TEXT TO READ:
»»

Here, Defendants have not sufficiently alleged a claim for Intentional Interference. First, Defendants have failed to sufficiently allege “an economic relationship” between Defendants and any third party. Marsh, 200 Cal.App.4th at 504. Alleging that Defendants “were responsible” for Plaintiff's relationship with the Padres, or that Defendants “originated and helped facilitate” a project at Petco, does not sufficiently show an economic relationship between Defendants and the Padres. See Soil Retention Prod. Inc. v. Brentwook Indus. Inc., No. 20-cv-2453, 2021 WL 689914, at *19 (S.D. Cal. Feb. 23, 2021)(dismissal warranted because plaintiff “never alleges which entities, if any, it was negotiating with, what the terms were, when the contracts were being negotiated . . . . and how much money, if any, Plaintiff lost as a result”). Similarly, Defendants merely allege they had a “business relationship” with Milholland and Sullivan, but they fail to give the necessary specification, such as what contracts were being negotiated with those parties and how much money Plaintiff lost. Id.

Finally, Defendants fail to sufficiently allege Plaintiff's “intentional, independently wrongful act.” Marsh, 200 Cal.App.4th at 504. “To establish a claim for interference with prospective economic advantage ... a plaintiff must plead that the defendant engaged in an independently wrongful act. An act is not independently wrongful merely because defendant acted with an improper motive.” Korea Supply Co. v. Lockheed Martin Corp., 29 Cal.4th 1134, 1158 (Cal.2003). “[A]n act is independently wrongful if it is unlawful, that is, if it is proscribed by some constitutional, statutory, regulatory, common law, or other determinable legal standard.” Id. at 1159. Here, Defendants merely allege that SunPower told the other entities “to stop working with Defendants” and that such comments were “disparaging.” However, Defendants fail to allege that Plaintiff's statements were otherwise proscribed by some “constitutional, statutory, regulatory, common law, ” or any other determinable legal standard. Id. And to the extent that Plaintiff's statements sound in fraud, Defendants' allegations to that effect would be subject to Rule 9(b)'s heightened pleading standard; a standard that Defendants' current pleadings cannot satisfy. See Vess V. Ciba-Geigy Corp. USA, 317 F.3d 1097, 1106 (9th Cir. 2003)(“Averments of fraud must be accompanied by the who, what, when, where, and how of the misconduct charged.” (internal quotations and citations omitted)).

Accordingly, the motion to dismiss the Intentional Interference claim is GRANTED WITH LEAVE TO AMEND.

2. Unjust Enrichment (Count IV).

Defendants assert they had an agreement with Plaintiff's authorized dealer, DST Construction, Inc. (“DST”) and that DST “materially breached” the agreement by paying Defendants in bad checks. Defendants further allege that DST's breach somehow unjustly enriched Plaintiff. These allegations fail to state a claim for unjust enrichment.

««

GOAL A:
Rescale the part of the listing that opens with the line containing "Show every gas" and runs to the end of the listing, repeating every line, requests included. Multiply each pixel coordinate in the answers by 0.6 and round to whole numbers, with halves going up.
The listing below is unrelated to the text above.

DATA ENTRIES:

»»

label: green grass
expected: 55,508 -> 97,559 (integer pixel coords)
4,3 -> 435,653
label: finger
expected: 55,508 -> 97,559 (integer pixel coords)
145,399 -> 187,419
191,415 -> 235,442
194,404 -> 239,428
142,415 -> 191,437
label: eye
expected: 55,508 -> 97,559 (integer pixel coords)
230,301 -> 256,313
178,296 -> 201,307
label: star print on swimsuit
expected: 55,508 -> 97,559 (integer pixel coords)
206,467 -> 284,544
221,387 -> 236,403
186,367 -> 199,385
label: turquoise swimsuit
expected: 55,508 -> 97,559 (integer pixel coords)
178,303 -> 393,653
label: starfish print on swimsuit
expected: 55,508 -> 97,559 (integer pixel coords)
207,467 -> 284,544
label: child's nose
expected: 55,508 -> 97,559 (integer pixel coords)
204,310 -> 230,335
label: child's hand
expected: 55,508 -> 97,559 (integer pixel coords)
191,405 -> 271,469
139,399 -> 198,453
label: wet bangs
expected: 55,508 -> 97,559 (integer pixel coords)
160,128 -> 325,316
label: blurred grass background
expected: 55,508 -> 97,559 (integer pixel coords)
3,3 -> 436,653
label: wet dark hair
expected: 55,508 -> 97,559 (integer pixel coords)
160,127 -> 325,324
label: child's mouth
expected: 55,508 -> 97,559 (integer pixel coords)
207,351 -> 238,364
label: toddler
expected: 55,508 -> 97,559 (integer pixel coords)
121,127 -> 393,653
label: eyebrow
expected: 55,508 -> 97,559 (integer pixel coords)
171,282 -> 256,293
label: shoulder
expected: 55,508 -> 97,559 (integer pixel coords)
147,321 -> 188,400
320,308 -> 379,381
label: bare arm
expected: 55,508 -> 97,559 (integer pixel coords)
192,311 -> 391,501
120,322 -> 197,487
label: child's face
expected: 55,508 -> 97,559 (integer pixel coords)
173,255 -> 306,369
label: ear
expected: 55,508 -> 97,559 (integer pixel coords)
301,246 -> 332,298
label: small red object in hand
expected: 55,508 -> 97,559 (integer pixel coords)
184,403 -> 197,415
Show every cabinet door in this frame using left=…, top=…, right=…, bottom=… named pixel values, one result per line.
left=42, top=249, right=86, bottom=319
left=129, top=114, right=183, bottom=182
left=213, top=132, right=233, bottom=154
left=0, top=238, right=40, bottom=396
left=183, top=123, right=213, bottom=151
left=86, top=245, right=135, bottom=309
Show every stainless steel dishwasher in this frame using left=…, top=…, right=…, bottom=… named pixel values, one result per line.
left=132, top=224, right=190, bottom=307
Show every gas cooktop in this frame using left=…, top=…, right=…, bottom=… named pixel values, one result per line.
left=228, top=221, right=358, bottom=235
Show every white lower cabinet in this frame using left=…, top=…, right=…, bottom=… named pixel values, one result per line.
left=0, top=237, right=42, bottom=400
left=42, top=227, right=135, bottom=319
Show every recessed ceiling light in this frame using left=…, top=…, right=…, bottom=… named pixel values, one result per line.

««

GOAL B:
Name every case cited in the ruling on the motion to dismiss.

EXERCISE OUTPUT A:
Show every gas cooktop in this frame using left=…, top=…, right=…, bottom=… named pixel values, one result per line.
left=137, top=133, right=215, bottom=141
Show every white lower cabinet in this frame using left=…, top=…, right=…, bottom=… named pixel values, one result per line.
left=0, top=142, right=25, bottom=240
left=25, top=136, right=81, bottom=191
Show every recessed ceiling light in this frame using left=…, top=…, right=…, bottom=… named pixel values, one result per line.

EXERCISE OUTPUT B:
Marsh
Soil Retention Prod. Inc. v. Brentwook Indus. Inc.
Korea Supply Co. v. Lockheed Martin Corp.
Vess V. Ciba-Geigy Corp. USA